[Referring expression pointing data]
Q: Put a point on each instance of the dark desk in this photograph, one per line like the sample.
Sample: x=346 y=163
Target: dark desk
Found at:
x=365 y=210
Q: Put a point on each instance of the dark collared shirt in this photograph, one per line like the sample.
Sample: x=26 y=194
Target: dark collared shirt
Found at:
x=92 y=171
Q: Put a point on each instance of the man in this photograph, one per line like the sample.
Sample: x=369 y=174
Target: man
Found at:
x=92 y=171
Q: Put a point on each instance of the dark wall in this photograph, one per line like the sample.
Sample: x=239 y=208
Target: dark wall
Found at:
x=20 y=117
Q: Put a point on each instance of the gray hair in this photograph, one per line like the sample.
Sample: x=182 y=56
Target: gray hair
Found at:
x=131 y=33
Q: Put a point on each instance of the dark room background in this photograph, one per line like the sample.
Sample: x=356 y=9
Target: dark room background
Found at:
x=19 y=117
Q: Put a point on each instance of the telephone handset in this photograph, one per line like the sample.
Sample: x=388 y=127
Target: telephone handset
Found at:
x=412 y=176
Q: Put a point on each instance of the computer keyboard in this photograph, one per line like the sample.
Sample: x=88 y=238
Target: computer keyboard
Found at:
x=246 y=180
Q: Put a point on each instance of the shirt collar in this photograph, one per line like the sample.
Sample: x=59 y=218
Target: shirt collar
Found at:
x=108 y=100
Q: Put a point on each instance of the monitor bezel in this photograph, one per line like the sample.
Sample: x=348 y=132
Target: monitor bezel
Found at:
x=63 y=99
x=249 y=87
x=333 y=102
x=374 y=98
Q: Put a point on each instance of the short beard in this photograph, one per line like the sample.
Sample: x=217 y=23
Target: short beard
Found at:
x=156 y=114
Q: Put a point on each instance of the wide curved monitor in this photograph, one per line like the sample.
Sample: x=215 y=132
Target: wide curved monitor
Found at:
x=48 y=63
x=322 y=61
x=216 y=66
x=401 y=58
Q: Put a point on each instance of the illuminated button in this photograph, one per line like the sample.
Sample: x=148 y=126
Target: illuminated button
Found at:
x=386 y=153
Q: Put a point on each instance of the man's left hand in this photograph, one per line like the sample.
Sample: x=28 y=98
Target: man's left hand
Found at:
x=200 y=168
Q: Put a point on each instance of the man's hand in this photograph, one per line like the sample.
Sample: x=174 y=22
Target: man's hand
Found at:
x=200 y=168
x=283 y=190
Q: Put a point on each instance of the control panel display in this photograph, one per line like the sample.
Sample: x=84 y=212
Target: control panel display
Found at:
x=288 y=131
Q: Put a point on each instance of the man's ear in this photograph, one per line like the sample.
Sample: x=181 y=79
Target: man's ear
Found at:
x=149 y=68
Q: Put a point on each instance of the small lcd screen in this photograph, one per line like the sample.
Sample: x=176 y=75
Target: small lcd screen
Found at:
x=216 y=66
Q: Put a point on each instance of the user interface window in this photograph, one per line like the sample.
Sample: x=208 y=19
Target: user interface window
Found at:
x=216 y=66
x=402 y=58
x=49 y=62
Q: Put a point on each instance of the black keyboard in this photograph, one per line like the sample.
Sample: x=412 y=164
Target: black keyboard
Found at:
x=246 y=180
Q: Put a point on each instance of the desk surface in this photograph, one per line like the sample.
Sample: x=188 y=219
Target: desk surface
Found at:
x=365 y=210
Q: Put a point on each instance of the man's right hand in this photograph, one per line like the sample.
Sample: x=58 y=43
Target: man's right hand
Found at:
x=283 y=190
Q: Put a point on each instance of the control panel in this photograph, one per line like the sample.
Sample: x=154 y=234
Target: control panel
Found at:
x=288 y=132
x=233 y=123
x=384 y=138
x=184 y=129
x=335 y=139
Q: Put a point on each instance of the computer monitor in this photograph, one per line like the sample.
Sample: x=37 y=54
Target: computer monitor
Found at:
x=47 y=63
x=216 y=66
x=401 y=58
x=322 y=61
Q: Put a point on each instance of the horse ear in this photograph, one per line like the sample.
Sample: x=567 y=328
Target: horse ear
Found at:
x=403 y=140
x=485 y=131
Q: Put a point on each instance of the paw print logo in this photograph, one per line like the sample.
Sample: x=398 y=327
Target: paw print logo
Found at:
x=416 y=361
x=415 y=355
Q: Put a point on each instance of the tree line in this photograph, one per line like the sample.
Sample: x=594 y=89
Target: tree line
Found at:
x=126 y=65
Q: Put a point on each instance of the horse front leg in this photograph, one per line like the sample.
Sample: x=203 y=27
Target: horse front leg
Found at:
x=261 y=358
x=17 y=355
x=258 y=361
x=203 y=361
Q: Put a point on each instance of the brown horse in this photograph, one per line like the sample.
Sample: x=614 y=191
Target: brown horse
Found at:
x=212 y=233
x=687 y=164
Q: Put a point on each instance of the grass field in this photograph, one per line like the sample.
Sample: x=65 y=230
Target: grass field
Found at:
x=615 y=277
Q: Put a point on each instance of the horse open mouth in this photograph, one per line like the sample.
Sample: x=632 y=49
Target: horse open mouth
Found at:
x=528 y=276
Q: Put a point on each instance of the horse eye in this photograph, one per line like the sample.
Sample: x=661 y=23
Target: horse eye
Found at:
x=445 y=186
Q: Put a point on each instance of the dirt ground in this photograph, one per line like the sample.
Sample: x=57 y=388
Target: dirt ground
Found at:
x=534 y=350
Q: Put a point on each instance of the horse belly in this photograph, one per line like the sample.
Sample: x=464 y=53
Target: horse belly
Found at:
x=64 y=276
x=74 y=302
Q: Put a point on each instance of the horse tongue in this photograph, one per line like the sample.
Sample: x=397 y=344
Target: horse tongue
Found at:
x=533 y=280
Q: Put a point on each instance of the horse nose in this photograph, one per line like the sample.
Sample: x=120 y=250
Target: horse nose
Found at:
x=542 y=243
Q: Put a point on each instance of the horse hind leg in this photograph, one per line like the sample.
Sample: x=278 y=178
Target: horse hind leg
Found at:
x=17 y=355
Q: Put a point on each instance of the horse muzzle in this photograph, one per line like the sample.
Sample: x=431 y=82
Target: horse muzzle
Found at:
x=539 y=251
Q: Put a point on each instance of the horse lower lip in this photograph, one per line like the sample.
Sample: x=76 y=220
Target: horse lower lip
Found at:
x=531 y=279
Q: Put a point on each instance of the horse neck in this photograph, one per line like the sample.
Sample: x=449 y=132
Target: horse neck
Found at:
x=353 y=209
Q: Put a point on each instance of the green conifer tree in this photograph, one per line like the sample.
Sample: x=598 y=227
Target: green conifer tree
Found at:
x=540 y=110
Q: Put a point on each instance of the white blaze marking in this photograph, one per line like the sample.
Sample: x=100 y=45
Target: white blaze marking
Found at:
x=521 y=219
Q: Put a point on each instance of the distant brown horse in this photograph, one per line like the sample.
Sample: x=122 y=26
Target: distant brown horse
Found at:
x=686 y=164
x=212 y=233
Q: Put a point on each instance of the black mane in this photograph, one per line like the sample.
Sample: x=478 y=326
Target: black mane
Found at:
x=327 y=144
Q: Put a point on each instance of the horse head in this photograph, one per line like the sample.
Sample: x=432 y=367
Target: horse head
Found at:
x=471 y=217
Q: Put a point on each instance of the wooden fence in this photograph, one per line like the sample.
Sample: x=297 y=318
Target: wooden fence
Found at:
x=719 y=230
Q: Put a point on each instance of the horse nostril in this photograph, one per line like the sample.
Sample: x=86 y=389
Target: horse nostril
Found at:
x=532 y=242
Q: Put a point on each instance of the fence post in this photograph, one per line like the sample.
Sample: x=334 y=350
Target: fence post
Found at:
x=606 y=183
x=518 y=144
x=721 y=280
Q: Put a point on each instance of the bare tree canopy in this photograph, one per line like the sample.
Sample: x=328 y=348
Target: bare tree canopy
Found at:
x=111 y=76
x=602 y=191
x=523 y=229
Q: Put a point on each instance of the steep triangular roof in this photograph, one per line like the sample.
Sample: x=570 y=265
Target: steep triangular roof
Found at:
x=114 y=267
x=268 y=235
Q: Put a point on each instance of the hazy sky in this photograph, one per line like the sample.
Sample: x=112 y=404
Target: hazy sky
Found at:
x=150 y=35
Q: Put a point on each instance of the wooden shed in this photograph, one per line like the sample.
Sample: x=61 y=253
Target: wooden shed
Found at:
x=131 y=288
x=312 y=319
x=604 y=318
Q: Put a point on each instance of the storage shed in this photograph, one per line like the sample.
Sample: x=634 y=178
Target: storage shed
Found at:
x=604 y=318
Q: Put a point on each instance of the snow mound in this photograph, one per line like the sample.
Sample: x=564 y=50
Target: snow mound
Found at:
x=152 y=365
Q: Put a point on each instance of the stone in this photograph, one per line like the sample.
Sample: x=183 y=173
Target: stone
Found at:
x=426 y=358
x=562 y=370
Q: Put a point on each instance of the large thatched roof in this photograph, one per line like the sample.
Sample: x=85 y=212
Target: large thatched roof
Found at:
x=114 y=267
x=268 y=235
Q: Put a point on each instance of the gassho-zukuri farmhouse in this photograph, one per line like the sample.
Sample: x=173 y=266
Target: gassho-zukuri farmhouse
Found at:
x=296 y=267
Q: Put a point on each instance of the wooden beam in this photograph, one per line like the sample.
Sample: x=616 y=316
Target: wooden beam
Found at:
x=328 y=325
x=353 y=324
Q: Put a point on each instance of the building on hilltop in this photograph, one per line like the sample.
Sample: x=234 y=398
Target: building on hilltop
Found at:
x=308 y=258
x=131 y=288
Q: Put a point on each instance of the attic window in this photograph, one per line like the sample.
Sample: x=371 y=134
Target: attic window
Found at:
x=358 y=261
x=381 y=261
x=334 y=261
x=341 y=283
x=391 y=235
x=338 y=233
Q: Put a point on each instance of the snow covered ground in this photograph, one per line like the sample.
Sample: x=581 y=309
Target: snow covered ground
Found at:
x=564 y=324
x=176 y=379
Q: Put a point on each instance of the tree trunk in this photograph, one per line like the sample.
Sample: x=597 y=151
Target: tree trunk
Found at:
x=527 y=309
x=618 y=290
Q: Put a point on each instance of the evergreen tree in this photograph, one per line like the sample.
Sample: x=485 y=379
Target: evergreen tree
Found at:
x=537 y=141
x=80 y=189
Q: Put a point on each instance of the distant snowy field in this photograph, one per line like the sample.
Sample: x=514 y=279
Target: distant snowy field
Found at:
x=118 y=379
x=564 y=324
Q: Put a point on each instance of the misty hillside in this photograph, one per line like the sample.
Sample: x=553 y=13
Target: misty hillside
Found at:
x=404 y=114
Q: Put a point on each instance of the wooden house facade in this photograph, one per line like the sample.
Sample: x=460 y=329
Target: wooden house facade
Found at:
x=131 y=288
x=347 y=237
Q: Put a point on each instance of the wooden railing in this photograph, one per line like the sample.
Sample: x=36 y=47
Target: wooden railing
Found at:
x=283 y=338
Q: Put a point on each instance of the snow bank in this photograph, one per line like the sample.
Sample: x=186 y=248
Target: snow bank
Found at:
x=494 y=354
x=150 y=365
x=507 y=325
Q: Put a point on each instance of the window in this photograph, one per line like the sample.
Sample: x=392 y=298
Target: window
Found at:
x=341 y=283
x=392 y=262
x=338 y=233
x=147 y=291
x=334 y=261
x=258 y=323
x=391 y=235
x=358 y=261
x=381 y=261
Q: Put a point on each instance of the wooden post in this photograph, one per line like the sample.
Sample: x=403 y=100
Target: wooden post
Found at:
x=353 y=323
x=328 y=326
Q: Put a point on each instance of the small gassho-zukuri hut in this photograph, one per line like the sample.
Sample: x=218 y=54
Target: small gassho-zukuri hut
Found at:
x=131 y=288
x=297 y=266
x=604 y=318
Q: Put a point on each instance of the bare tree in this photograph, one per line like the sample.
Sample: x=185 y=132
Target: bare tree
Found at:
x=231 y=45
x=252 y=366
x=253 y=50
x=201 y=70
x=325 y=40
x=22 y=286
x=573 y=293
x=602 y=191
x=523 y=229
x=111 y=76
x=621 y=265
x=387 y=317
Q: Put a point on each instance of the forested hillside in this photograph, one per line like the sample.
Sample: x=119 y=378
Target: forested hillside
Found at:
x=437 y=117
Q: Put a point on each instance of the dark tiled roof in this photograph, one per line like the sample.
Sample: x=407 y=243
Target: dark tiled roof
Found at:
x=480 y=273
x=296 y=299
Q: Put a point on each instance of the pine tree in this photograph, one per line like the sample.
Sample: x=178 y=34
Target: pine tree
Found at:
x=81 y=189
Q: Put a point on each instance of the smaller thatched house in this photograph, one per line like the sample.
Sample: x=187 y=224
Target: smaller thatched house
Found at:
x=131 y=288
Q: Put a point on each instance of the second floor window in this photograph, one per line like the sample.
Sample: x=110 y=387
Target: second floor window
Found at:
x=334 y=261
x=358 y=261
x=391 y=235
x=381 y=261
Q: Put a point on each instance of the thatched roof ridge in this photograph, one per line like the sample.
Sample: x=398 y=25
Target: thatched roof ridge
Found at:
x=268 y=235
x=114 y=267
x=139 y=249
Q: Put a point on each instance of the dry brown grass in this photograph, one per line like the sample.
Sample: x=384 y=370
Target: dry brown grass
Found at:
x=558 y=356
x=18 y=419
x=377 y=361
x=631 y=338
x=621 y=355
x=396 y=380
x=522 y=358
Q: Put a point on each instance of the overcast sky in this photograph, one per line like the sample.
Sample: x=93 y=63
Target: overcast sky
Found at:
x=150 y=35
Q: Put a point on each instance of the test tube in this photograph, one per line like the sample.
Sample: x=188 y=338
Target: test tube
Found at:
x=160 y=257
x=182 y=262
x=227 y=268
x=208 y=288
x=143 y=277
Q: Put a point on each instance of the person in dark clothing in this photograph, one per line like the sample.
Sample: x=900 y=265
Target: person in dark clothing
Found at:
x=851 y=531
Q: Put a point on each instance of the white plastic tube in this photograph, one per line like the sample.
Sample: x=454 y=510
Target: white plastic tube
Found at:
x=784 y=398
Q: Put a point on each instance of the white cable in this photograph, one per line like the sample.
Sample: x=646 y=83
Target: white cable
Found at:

▸ **Aim of the exercise**
Please set down again, word for word, only the lines from the start of the entries through the line with "Sample: x=348 y=132", both ends included.

▸ **Solution to the problem**
Q: Put a point on each instance of the dark desk in this photograph, one per line like the sample.
Sample: x=346 y=163
Target: dark desk
Found at:
x=365 y=210
Q: Put a point on each instance of the dark collared shirt in this photograph, one per line like the sample.
Sample: x=26 y=194
Target: dark collared shirt
Found at:
x=92 y=171
Q: Put a point on each instance of the man in this photograph, one per line like the sample.
Sample: x=369 y=174
Target: man
Found at:
x=92 y=171
Q: Put a point on each instance of the dark wall in this photograph, one per line like the sample.
Sample: x=239 y=208
Target: dark wall
Found at:
x=20 y=117
Q: Put a point on each instance of the gray hair in this photograph, one per line like the sample.
Sample: x=182 y=56
Target: gray hair
Found at:
x=131 y=33
Q: Put a point on each instance of the dark room background in this photograph, one per line like the sample.
Sample: x=356 y=9
Target: dark room background
Found at:
x=19 y=117
Q: Put a point on each instance of the telephone handset in this photograph, one per line like the sample.
Sample: x=388 y=127
Target: telephone handset
Found at:
x=412 y=176
Q: Put a point on each instance of the computer keyboard in this photograph, one per line like the sample.
Sample: x=88 y=238
Target: computer keyboard
Found at:
x=246 y=180
Q: Put a point on each instance of the shirt collar in this photograph, one per line like the sample.
Sample: x=59 y=218
Target: shirt collar
Found at:
x=108 y=100
Q: Put a point on each instance of the monitor bezel in this photograph, one per line like the sample.
Sample: x=348 y=132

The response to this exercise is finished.